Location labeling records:
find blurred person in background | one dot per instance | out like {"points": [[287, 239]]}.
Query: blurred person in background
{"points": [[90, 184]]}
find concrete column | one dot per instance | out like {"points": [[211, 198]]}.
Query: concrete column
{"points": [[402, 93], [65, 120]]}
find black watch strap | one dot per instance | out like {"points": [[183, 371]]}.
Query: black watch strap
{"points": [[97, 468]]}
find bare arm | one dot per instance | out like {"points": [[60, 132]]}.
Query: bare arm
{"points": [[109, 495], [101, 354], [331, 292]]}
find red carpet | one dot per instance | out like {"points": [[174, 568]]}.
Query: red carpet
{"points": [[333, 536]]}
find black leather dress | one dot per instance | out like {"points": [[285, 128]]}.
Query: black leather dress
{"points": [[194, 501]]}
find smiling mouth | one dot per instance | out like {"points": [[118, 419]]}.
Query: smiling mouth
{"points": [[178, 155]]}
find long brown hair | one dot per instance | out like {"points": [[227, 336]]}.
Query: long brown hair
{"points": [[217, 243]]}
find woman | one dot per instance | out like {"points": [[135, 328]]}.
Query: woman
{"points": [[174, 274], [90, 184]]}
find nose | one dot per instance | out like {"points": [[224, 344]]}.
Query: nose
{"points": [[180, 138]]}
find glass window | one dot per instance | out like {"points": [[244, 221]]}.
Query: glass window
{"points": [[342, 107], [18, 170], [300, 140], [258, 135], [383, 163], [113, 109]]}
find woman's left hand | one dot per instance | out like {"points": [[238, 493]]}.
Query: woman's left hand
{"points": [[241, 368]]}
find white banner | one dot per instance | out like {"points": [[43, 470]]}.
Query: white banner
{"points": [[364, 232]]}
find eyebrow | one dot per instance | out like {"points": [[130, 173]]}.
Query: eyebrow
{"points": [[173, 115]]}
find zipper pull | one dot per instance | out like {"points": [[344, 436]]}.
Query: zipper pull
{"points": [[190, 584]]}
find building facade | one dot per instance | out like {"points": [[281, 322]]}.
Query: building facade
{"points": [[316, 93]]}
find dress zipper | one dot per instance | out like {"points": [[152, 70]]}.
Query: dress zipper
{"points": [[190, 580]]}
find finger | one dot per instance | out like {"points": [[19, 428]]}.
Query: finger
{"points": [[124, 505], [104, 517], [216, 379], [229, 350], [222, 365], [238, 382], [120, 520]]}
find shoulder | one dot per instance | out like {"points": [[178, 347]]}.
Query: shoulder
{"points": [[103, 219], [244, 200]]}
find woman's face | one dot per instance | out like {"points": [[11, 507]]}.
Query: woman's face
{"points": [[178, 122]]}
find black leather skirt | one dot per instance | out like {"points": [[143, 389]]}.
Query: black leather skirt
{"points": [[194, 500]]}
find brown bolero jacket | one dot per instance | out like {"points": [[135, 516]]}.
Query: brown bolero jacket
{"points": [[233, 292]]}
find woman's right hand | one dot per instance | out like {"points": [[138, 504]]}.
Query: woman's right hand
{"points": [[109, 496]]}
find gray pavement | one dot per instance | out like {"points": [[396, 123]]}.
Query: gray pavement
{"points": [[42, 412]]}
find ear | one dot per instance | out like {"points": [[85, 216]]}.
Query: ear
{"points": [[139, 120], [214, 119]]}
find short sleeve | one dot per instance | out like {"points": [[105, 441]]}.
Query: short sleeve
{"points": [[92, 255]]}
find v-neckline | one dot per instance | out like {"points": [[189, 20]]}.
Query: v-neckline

Instruction | Return every line of the items above unchanged, from the first through the last.

Result for this exercise |
find blurred person in background | one dot per instance | out like {"points": [[287, 239]]}.
Query: blurred person in background
{"points": [[90, 184]]}
find concrete column | one dot per instance | out like {"points": [[211, 198]]}.
Query: concrete column
{"points": [[402, 93], [65, 120]]}
find black watch strap | one dot per instance | out like {"points": [[183, 371]]}.
Query: black watch strap
{"points": [[97, 468]]}
find bare arm | one dot per instance | out like {"points": [[60, 132]]}.
Query: bare arm
{"points": [[109, 495], [101, 354], [331, 292]]}
find red carpet | one dot per instance | out like {"points": [[174, 568]]}.
Query: red carpet
{"points": [[333, 536]]}
find black leather dress | one dot per instance | out like {"points": [[285, 128]]}.
Query: black leather dress
{"points": [[194, 501]]}
find smiling mouth | one dot per instance | out like {"points": [[118, 419]]}.
Query: smiling mouth
{"points": [[178, 155]]}
find long brown hair | one dot per instance | out like {"points": [[227, 336]]}.
Query: long brown hair
{"points": [[217, 243]]}
find woman | one dot per instance | out like {"points": [[135, 328]]}.
Query: woman
{"points": [[174, 274], [90, 184]]}
find nose | one dot per instance | out like {"points": [[224, 344]]}.
Query: nose
{"points": [[180, 138]]}
find glass window | one dot per instance | out like {"points": [[244, 221]]}.
Query: glass window
{"points": [[342, 107], [18, 170], [300, 140], [258, 135], [383, 163], [113, 109]]}
find woman's left hand | one dot per instance | out like {"points": [[238, 493]]}.
Query: woman's left hand
{"points": [[241, 368]]}
find white banner | one dot per instance | out like {"points": [[43, 470]]}.
Query: white banner
{"points": [[364, 232]]}
find eyebrow | one dot per instance | out like {"points": [[130, 173]]}.
Query: eyebrow
{"points": [[173, 115]]}
find zipper pull | one dot per instance | out like {"points": [[344, 436]]}.
Query: zipper pull
{"points": [[190, 584]]}
find building facade | one dot per instance | out like {"points": [[281, 322]]}.
Query: building facade
{"points": [[316, 93]]}
find dress zipper | one dot per instance | out like {"points": [[152, 70]]}.
Query: dress zipper
{"points": [[190, 580]]}
find finger | one dot per instance | out like {"points": [[19, 428]]}.
Query: finger
{"points": [[124, 505], [104, 517], [216, 379], [229, 350], [222, 365], [238, 382], [120, 520]]}
find shoulder | one dot per instance | out like {"points": [[178, 347]]}.
Query: shoulder
{"points": [[103, 219], [244, 200]]}
find woman's face | one dot per instance | out like {"points": [[11, 507]]}.
Query: woman's face
{"points": [[178, 122]]}
find black leather skirt | one dot per instance | out like {"points": [[143, 389]]}.
Query: black leather skirt
{"points": [[194, 500]]}
find brown bolero jacket | one dot per instance | out like {"points": [[135, 516]]}.
Query: brown bolero jacket
{"points": [[233, 292]]}
find woman's right hand | one dot per instance | out like {"points": [[138, 504]]}.
Query: woman's right hand
{"points": [[109, 496]]}
find gray pavement | one dot per instance | out like {"points": [[396, 123]]}.
Query: gray pavement
{"points": [[42, 412]]}
find ear | one dot per instance | out like {"points": [[85, 216]]}.
Query: ear
{"points": [[139, 120], [214, 119]]}
find short sleeve | one dot per instance | out like {"points": [[105, 441]]}.
Query: short sleeve
{"points": [[92, 255]]}
find v-neckline | one dot per instance | out like {"points": [[189, 20]]}.
Query: v-neckline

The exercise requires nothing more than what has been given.